**Exercise 1:**
Answer these from the Week 1 page:
(a) What size limit per commit does the page give?
(b) Which site was the GIF taken to for compression?
(c) What resource is listed for the goal of learning to compress files?
**Exercise 2:** Pick up the Week 1 project management page after its final line and write the next few sentences.

**Passage shown:**
Week 1 - Principles, Practices, Presentations, Project management¶
Assignment¶
- Plan and sketch a potential final project
- Read, sign (add your name to) the student agreement and commit it to your repo
- Work through a git tutorial.
- Build a personal website in the class archive describing yourself and your final project. Refer to the lecture material for examples.
- Upload parts 1 and 2, to the class archive.
Additional Personal Goals¶
Also some goals 1
| Goal | Resource | Notes |
|---|---|---|
| Learn Markdown | website | finding non-basic videos |
| Learn to Compress Files | Adam Stone Compressor | also review Neil notes |
| Make a website | past student research | look in my Google doc notes |
| final Project Orgnization | Kenny Documentation | find notes and files |
Added Unexpected Bonus¶
learned to make animated gifs:¶
Claude results on Animated Gif creation From video:
-
Online tools - Upload a video to sites like ezgif.com, giphy.com/create, or imgflip.com/gif-maker. Trim the clip, adjust speed, add text if you want, then download.
-
Phone apps - GIPHY (iOS/Android) lets you convert videos from your camera roll or record new ones directly in the app.
Claude also suggested that my phone could do it. I use an Andriod and it does make them! So I took the video, edited it on the phone editing app. I replacd the one I originally had from Tenor with my own creation seen on the home page. However, i noticed it was 3MB and we have a 10MB per commit limit. So then I took it to the freeconvert.com file compressor. However, it still increased my objects file (see below).
GIT Objects¶
I noticed that my files being uploaded were bigger than I thought they should be. So I started to navigate around and figured out it was the .got/objects file that was so big. Claude's advice.
\camille-kanofsky\.git\objects why is the objects file so big?

**Supplied material:**
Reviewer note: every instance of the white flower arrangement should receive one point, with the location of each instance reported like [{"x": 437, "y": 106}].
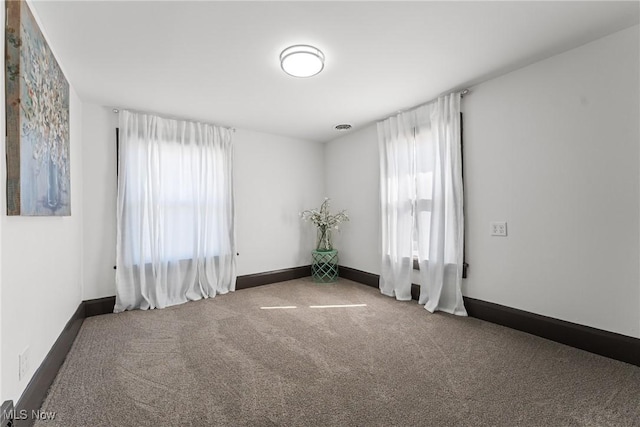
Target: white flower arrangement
[{"x": 325, "y": 222}]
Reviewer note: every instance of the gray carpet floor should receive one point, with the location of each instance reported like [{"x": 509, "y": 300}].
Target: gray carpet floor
[{"x": 227, "y": 362}]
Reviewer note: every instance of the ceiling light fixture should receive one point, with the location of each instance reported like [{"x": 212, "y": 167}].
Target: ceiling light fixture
[{"x": 302, "y": 60}]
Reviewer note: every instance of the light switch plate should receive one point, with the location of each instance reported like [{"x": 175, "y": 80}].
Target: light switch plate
[{"x": 499, "y": 228}]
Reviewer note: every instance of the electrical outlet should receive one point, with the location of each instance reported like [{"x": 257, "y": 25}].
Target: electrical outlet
[
  {"x": 23, "y": 364},
  {"x": 499, "y": 228}
]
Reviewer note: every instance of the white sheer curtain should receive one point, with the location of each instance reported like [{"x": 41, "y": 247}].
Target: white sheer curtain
[
  {"x": 421, "y": 201},
  {"x": 175, "y": 212}
]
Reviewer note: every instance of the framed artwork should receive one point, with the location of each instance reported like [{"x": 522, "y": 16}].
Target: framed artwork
[{"x": 37, "y": 109}]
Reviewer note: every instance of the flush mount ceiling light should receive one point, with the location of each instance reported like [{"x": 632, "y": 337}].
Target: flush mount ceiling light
[{"x": 302, "y": 60}]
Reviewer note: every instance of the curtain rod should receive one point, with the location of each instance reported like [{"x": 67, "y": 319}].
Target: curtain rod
[
  {"x": 462, "y": 92},
  {"x": 232, "y": 129}
]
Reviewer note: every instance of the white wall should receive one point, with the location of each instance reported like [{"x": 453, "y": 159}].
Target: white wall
[
  {"x": 99, "y": 201},
  {"x": 41, "y": 269},
  {"x": 41, "y": 272},
  {"x": 553, "y": 149},
  {"x": 274, "y": 179},
  {"x": 352, "y": 176}
]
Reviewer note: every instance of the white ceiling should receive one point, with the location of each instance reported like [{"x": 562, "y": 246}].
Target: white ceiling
[{"x": 218, "y": 61}]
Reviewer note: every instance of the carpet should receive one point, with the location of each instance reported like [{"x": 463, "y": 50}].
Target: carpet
[{"x": 226, "y": 362}]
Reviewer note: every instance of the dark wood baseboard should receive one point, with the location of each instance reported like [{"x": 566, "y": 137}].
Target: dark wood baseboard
[
  {"x": 598, "y": 341},
  {"x": 258, "y": 279},
  {"x": 98, "y": 306},
  {"x": 605, "y": 343},
  {"x": 36, "y": 390}
]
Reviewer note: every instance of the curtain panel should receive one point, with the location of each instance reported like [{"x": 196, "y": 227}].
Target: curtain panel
[
  {"x": 422, "y": 204},
  {"x": 175, "y": 212}
]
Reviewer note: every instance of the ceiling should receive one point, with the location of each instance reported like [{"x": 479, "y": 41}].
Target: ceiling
[{"x": 218, "y": 61}]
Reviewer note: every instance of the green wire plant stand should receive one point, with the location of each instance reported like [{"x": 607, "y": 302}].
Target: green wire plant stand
[{"x": 324, "y": 268}]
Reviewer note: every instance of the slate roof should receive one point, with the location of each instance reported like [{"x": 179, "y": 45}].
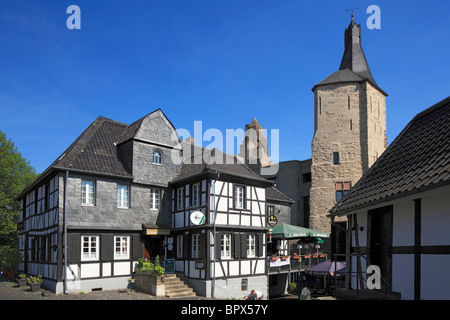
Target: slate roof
[
  {"x": 272, "y": 193},
  {"x": 95, "y": 149},
  {"x": 417, "y": 160},
  {"x": 354, "y": 66}
]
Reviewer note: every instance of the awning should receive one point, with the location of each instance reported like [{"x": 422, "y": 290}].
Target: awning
[
  {"x": 287, "y": 231},
  {"x": 327, "y": 267}
]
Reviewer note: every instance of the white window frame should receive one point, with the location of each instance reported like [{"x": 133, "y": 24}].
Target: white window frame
[
  {"x": 180, "y": 196},
  {"x": 121, "y": 247},
  {"x": 123, "y": 196},
  {"x": 251, "y": 246},
  {"x": 195, "y": 195},
  {"x": 92, "y": 252},
  {"x": 239, "y": 197},
  {"x": 225, "y": 246},
  {"x": 155, "y": 198},
  {"x": 87, "y": 192},
  {"x": 180, "y": 246},
  {"x": 157, "y": 157},
  {"x": 195, "y": 245}
]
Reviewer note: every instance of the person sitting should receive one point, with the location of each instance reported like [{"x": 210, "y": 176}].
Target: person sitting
[{"x": 254, "y": 295}]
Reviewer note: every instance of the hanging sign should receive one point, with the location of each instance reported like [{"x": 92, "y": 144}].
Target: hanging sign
[
  {"x": 197, "y": 218},
  {"x": 169, "y": 265},
  {"x": 272, "y": 220}
]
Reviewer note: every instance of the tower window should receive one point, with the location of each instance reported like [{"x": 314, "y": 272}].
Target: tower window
[
  {"x": 342, "y": 188},
  {"x": 320, "y": 105},
  {"x": 335, "y": 157}
]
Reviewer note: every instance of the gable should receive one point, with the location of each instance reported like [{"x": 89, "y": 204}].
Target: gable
[{"x": 156, "y": 128}]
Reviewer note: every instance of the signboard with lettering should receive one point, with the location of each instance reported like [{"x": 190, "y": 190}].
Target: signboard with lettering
[
  {"x": 197, "y": 218},
  {"x": 157, "y": 232}
]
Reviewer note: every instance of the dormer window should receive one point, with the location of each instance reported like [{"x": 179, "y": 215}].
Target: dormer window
[{"x": 157, "y": 157}]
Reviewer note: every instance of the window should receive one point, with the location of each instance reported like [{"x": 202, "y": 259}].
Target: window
[
  {"x": 122, "y": 196},
  {"x": 239, "y": 197},
  {"x": 251, "y": 247},
  {"x": 335, "y": 157},
  {"x": 195, "y": 195},
  {"x": 180, "y": 246},
  {"x": 121, "y": 247},
  {"x": 89, "y": 248},
  {"x": 195, "y": 245},
  {"x": 180, "y": 198},
  {"x": 342, "y": 188},
  {"x": 157, "y": 157},
  {"x": 225, "y": 246},
  {"x": 306, "y": 177},
  {"x": 87, "y": 192},
  {"x": 155, "y": 198}
]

**Answer box 1:**
(a) 10MB per commit
(b) freeconvert.com
(c) Adam Stone Compressor

**Answer box 2:**
The .git/objects folder stores all your Git repository data - every version of every file you've ever committed. It gets big for a few reasons:
Common causes:
Large files committed - Images, videos, binaries (especially if you've committed multiple versions) Many commits - Git keeps history of everything Large files that were deleted - Even if you delete a file, Git keeps it in history Binary files that change - Like your .jpg and .png files - each change creates a new copy in Git
Given this informatoin I am going to ask the professors whether i need to try to cull the files to make more room and lesson my file size on the server.
Kenny Hu also suggested git gc, as an alternative to clean up the files, or a squash if i dont mind losing all the files. I need to know what the instructors would like to see in our git history before I proceed.
As a work around, I learned how to host images in my free github site area and then refer to them from my gitlab site. But on the recitation, I learned this is a no no... so I will stop doing that for the future..
The Work¶
GIT work¶
In our prefab we watched and followed a GIT tutorial from Coder Coder. It was actually my second time watching this particular tutorial. She made a very helpful video. Thank you Coder Coder.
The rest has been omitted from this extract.